Fragmento del texto.
————

2019-04-26

Paz a vosotros

2º Domingo de Pascua - C

Lecturas:
Hechos 5, 12-16
Salmo 117
Apocalipsis 1, 9-19
Juan 20, 19-31

Homilía

En esta segunda semana de Pascua, leemos la aparición de Jesús al grupo de sus discípulos. Los relatos de las apariciones de Jesús no dejan de ser sorprendentes. Explican un hecho único y nunca antes sucedido en la historia. Los amigos de Jesús no esperaban que volviera a la vida de esta manera, y los evangelios recogen su desconcierto y sus sentimientos, que pasan del temor a la sorpresa y del susto a la alegría.

El papa Benedicto, en su libro sobre Jesús, subraya esta dificultad de los apóstoles para explicar algo insólito que cambió sus vidas. Los encuentros con Jesús resucitado son la base de nuestra Iglesia, una comunidad de hombres y mujeres llamados a ser amigos de Dios y a compartir su misma vida. Una vida que no termina con la muerte y que se prolongará, un día, permitiéndonos conservar no sólo el alma, sino también un cuerpo.

Muchos son los que piensan que la resurrección es algo simbólico y que, en realidad, estos episodios no son más que fábulas o formas de explicar una experiencia mística, una vivencia interior de los apóstoles y los allegados de Jesús. Hay muchos modernos Tomases, incluso entre los cristianos, que no pueden aceptar la resurrección de la carne, aunque la proclamamos cada domingo en el Credo. Pero si Jesús no hubiera resucitado de verdad, tal como lo cuentan los evangelios, nos encontraríamos ante un grave problema. En primer lugar, los evangelios serían un fraude y estarían mintiendo. En segundo lugar, ¿dónde está el cuerpo de Jesús? Si la tumba apareció vacía, y esto es algo en lo que concuerdan cristianos y no cristianos, ¿a dónde fue a parar? ¿No sería una profanación impensable para un judío robar su cuerpo y hacerlo desaparecer? Nadie haría eso con una persona tan amada y respetada. En tercer lugar, si Jesús no resucitó, ¿cómo afirmar que es realmente Dios? Y si no era Dios, ¿qué valor tuvo su muerte, aparte de ser una enorme injusticia?  Todo el mensaje de Jesús se derrumba si la resurrección no fue tal. Su muerte pierde todo valor redentor. Los continuos avisos a sus discípulos, previendo su muerte y su resurrección, ¿fueron falsos, entonces? Como afirma san Pablo: Si Cristo no resucitó, vana es nuestra fe y nosotros somos los más desgraciados de los hombres, además de estafadores.

————

Consignas.
1. ¿Puedes reproducir, palabra por palabra, el pasaje de la homilía que empieza en las palabras "El papa Benedicto, en" y termina después de "también un cuerpo."?
2. Responde, a partir de la homilía:
(a) ¿Qué pasaje del evangelio de Juan figura entre las lecturas?
(b) ¿En qué obra subraya el papa Benedicto la dificultad de los apóstoles para explicar lo sucedido?
(c) ¿En qué concuerdan cristianos y no cristianos?
3. ¿Qué lecturas se indican en la homilía? Enuméralas todas con su cita.
Los registros no intervienen para nada en esto.

————

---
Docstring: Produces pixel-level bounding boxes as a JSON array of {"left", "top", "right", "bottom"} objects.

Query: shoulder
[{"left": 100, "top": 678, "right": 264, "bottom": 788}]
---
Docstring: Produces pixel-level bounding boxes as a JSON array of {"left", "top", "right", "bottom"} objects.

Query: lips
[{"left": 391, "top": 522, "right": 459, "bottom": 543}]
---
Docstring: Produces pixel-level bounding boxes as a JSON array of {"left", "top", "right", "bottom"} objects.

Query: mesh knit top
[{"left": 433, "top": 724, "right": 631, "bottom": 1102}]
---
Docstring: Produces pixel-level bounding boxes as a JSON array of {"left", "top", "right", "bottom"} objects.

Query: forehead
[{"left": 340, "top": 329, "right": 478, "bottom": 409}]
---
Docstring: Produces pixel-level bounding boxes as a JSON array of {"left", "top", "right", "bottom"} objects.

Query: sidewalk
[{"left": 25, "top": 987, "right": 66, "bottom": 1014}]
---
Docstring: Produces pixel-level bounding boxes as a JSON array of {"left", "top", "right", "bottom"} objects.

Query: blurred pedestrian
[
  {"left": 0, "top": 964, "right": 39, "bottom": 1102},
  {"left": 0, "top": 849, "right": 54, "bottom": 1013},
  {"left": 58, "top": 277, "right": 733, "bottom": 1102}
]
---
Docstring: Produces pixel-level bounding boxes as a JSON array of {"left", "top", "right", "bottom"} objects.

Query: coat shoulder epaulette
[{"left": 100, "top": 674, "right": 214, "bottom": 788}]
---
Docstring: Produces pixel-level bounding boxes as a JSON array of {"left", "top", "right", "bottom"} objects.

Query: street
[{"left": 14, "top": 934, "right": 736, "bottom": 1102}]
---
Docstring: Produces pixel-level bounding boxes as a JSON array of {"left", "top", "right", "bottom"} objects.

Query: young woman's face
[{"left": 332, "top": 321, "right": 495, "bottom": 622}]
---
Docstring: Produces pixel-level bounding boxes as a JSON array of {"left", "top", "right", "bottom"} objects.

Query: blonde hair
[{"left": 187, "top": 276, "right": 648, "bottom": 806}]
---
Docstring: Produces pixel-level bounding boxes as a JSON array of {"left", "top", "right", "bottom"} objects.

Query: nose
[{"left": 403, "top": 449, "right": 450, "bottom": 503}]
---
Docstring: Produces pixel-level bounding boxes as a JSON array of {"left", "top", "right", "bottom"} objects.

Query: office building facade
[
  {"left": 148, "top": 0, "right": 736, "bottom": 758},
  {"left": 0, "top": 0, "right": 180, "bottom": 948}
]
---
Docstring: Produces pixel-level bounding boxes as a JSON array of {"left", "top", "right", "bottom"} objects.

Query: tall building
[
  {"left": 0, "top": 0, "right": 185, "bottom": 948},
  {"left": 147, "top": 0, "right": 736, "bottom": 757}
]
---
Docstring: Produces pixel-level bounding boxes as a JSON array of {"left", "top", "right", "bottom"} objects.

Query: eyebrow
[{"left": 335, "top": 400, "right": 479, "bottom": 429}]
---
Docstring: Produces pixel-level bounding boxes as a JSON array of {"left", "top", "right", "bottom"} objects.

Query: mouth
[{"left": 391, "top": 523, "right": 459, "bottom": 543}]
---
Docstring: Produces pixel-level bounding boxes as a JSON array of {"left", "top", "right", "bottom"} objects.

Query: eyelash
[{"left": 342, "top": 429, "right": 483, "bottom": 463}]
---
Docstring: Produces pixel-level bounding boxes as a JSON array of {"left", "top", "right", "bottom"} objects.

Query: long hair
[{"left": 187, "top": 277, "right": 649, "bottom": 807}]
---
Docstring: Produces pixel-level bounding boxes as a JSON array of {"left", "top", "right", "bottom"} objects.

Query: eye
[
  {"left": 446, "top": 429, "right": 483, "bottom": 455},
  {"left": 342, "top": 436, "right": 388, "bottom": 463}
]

————

Respuestas a continuación.
1.
El papa Benedicto, en su libro sobre Jesús, subraya esta dificultad de los apóstoles para explicar algo insólito que cambió sus vidas. Los encuentros con Jesús resucitado son la base de nuestra Iglesia, una comunidad de hombres y mujeres llamados a ser amigos de Dios y a compartir su misma vida. Una vida que no termina con la muerte y que se prolongará, un día, permitiéndonos conservar no sólo el alma, sino también un cuerpo.

2.
(a) Juan 20, 19-31.
(b) En su libro sobre Jesús.
(c) En que la tumba apareció vacía.

3.
Hechos 5, 12-16
Salmo 117
Apocalipsis 1, 9-19
Juan 20, 19-31